- What you need to do
Starting at the line that contains "Annotation task — locate each instance of the textured", transcribe every remaining line of the entries exactly, including the last one.

<<<<

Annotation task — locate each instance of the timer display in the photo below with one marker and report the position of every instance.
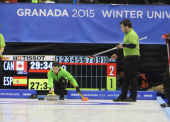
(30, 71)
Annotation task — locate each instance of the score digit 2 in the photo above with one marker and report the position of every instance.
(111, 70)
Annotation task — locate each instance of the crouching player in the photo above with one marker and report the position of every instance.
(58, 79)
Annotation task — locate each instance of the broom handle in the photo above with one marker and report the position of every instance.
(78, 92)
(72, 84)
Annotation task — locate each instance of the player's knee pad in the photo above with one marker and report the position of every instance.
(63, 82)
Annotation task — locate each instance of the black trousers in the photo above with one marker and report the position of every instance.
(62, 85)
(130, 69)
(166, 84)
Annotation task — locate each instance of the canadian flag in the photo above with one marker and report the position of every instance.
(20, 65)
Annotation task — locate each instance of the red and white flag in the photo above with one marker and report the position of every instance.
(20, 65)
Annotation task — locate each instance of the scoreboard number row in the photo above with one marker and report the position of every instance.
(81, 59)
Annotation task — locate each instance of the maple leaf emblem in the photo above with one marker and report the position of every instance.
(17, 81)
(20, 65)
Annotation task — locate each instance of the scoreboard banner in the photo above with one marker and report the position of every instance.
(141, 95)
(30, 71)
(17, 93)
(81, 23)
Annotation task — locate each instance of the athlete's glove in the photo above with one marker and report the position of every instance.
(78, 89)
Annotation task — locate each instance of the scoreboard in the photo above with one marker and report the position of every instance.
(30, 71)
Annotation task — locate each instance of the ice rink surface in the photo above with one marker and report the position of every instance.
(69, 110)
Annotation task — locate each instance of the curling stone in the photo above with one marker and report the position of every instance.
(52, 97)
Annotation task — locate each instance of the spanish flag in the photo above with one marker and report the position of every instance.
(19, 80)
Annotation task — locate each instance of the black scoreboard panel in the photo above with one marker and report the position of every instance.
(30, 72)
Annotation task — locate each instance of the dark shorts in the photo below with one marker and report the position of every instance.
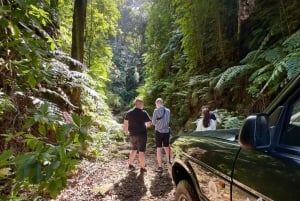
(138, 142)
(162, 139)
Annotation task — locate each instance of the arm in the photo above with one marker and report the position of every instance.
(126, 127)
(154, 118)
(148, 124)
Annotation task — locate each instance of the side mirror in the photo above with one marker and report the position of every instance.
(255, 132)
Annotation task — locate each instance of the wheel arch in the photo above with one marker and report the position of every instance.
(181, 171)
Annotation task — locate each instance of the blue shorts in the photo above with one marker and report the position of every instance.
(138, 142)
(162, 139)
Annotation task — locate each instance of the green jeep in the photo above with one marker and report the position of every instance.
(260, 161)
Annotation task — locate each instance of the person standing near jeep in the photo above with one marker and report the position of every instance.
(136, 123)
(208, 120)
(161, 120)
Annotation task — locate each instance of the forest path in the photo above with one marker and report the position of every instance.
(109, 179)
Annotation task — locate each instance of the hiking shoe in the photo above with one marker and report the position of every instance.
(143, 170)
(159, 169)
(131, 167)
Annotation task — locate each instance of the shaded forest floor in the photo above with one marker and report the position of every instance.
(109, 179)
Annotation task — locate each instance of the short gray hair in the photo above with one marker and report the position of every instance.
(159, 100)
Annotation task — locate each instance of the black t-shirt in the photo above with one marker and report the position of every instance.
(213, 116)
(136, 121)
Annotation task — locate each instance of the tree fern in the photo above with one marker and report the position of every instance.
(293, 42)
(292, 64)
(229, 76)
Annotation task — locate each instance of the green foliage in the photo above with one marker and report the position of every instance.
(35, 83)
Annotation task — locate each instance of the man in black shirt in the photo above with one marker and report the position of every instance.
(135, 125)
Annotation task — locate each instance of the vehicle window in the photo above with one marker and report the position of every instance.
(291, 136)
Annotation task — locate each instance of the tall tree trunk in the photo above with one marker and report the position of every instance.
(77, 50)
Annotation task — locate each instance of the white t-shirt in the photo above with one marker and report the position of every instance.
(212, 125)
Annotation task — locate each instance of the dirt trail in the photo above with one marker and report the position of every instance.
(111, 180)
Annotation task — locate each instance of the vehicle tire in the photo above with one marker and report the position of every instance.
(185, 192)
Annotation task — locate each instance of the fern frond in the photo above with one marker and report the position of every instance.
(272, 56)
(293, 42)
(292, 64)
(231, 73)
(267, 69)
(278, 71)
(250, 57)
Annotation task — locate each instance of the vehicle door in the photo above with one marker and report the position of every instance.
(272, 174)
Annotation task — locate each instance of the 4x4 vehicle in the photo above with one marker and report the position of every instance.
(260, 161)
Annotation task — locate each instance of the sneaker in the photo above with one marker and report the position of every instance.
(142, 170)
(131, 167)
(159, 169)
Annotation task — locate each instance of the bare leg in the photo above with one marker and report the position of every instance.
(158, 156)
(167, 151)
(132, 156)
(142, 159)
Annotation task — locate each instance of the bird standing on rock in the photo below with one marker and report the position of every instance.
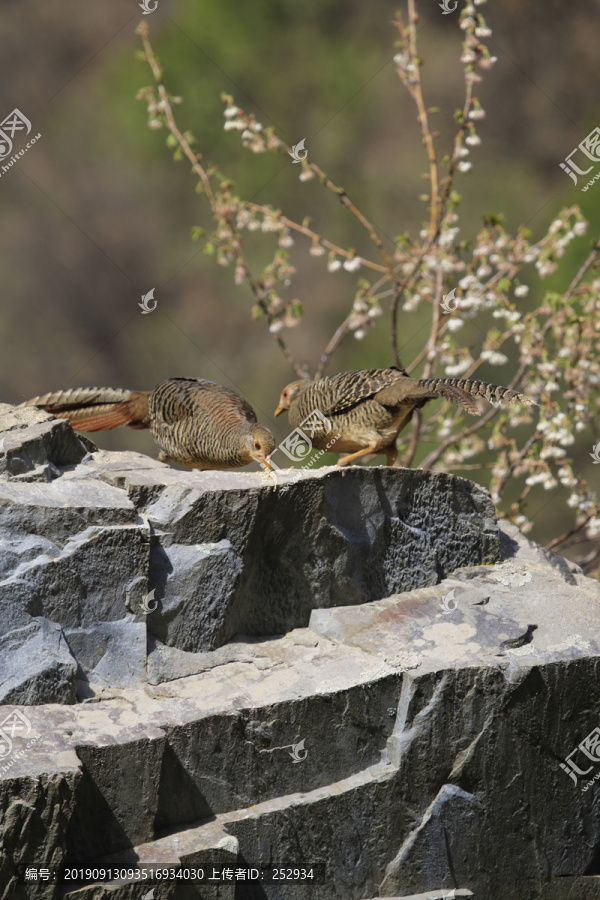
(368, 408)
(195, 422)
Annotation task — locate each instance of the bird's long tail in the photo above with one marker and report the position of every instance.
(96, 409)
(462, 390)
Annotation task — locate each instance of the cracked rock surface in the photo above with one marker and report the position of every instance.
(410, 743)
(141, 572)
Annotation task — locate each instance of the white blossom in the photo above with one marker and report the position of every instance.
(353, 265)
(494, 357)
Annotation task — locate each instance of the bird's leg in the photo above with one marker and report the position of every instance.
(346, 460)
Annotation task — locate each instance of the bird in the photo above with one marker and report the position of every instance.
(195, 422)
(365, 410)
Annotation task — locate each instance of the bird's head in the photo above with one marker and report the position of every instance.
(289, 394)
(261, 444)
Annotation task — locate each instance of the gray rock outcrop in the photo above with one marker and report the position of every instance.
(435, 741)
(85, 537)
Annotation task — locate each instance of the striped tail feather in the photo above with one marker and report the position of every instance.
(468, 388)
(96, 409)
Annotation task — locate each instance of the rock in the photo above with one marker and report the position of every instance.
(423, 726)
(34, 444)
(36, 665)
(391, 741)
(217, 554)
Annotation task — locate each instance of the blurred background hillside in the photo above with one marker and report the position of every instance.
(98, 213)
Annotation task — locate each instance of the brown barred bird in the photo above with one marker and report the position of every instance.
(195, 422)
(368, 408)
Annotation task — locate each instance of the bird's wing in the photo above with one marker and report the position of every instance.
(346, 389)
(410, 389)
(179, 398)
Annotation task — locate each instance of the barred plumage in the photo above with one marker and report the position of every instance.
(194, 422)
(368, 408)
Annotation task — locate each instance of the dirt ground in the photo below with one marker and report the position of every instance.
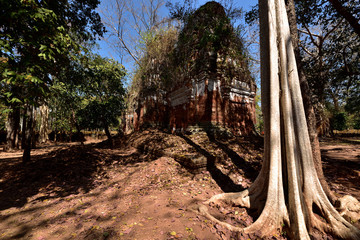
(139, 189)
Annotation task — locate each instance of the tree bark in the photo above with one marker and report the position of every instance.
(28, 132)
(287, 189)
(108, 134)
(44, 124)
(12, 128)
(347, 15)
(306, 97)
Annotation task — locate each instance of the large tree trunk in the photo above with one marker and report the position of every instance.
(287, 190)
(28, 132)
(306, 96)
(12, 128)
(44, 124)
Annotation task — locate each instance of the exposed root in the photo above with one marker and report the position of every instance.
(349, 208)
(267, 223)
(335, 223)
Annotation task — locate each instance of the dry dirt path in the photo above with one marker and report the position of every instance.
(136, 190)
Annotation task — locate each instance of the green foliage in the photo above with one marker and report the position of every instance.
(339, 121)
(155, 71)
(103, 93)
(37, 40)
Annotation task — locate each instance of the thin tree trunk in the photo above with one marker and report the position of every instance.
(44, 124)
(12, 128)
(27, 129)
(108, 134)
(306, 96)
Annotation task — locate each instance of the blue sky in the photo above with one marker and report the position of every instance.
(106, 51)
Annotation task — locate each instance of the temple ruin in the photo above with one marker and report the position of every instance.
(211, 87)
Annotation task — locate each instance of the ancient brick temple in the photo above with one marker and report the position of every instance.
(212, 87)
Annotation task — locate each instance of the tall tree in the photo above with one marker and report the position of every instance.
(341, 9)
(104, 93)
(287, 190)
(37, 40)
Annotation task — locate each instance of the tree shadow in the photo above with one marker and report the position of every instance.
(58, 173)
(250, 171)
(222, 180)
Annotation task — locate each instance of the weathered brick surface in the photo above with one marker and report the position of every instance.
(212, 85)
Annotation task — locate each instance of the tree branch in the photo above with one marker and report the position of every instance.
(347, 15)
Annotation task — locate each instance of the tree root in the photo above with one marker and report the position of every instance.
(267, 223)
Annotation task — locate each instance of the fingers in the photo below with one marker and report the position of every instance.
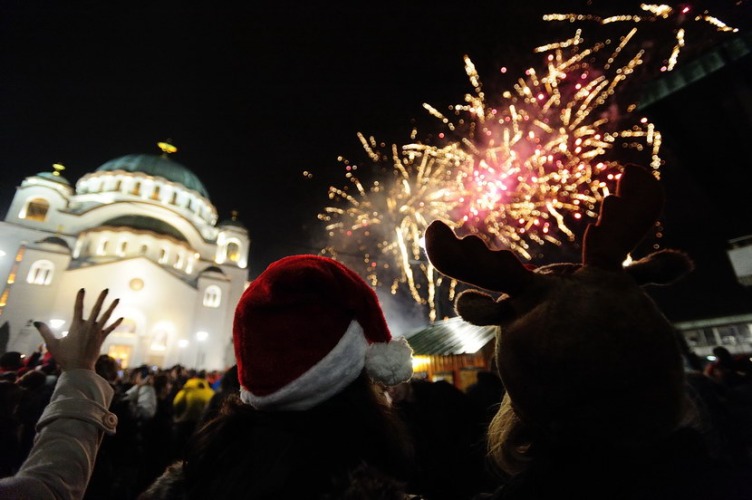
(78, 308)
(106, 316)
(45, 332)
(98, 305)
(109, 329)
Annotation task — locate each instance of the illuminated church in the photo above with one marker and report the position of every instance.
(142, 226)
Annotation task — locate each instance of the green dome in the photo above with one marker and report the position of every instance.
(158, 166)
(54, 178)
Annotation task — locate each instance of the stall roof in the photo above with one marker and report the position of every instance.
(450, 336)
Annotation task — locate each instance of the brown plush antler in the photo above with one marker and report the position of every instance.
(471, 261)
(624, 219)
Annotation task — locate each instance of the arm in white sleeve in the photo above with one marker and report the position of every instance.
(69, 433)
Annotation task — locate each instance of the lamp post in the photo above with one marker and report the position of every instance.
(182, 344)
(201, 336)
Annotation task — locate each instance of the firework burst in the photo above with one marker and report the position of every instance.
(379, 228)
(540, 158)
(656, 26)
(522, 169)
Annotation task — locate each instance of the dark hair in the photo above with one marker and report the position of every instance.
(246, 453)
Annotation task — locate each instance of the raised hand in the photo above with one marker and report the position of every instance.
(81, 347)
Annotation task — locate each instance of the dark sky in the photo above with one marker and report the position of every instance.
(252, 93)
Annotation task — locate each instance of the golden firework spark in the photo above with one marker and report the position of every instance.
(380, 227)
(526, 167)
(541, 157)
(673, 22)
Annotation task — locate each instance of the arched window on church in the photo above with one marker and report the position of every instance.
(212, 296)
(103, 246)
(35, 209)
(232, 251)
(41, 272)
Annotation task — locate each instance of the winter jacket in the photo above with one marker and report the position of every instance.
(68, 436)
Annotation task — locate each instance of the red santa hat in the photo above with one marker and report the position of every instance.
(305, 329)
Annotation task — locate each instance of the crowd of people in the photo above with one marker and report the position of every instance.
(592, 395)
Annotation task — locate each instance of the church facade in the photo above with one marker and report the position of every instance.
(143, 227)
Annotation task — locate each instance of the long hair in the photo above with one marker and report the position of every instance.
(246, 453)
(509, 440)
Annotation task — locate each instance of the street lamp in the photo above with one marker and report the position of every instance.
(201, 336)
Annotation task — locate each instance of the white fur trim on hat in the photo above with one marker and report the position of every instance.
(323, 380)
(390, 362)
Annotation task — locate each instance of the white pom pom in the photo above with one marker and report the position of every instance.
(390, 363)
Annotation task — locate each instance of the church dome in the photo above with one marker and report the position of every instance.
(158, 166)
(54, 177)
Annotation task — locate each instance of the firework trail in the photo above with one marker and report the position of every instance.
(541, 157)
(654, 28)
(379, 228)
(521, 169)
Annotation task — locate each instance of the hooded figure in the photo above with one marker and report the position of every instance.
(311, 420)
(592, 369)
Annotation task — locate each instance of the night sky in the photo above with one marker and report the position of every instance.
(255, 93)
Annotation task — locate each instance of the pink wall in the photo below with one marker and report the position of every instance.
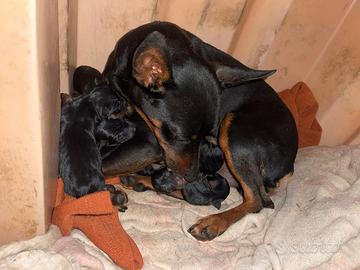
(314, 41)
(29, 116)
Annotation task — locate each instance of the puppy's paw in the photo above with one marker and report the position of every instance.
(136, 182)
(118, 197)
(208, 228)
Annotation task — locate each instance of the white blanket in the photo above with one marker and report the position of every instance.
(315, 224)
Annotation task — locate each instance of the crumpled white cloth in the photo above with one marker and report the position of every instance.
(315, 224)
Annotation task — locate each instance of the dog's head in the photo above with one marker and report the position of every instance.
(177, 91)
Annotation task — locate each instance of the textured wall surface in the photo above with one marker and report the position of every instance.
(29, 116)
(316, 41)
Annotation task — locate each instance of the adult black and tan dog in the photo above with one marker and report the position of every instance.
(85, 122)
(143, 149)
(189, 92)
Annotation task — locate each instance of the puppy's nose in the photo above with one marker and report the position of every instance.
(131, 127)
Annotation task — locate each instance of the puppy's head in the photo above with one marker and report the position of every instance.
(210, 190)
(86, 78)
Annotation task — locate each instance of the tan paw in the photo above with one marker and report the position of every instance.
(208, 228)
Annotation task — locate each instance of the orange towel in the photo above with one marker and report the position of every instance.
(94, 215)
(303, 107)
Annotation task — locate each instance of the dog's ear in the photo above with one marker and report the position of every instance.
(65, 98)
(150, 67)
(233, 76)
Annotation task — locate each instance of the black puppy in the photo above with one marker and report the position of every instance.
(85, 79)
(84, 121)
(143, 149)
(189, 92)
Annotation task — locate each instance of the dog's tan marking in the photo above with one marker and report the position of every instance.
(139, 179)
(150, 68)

>>>>

- Final result
Annotation task — locate each instance of the textured wall surface in the photo above with one marker and report the position of every instance.
(29, 116)
(316, 41)
Annotation task — locate each instance of the adult black and tan dog in the photo above with one marker and report the position of every instance.
(85, 122)
(143, 149)
(189, 92)
Annotation task — locate each instance of the puppy's nose in the photo above with one marker and report the position of every instance.
(131, 127)
Annotation task — locate each instance of the puppy's head in the photo above with one marker and report the position of every instance.
(210, 190)
(86, 78)
Annotation task — locate each instance of the tan paw in the photo above with one marker and report the position of every instance.
(208, 228)
Annotation task — locate each instance of the orange towel in the photo above with one marker and report the position of every instance.
(94, 215)
(303, 107)
Annotation task — locate each instance of the dog's ear in the photo above with one marker and report the position of every instance.
(65, 98)
(150, 67)
(233, 76)
Annotation task — locate each instance of the black puppy in the photo above with one marker and report the position of every instance.
(85, 79)
(84, 121)
(143, 149)
(189, 92)
Annotation task — locate each instance of the dog's tan marking in the photo above with one marker and report the position of every instance.
(139, 179)
(150, 68)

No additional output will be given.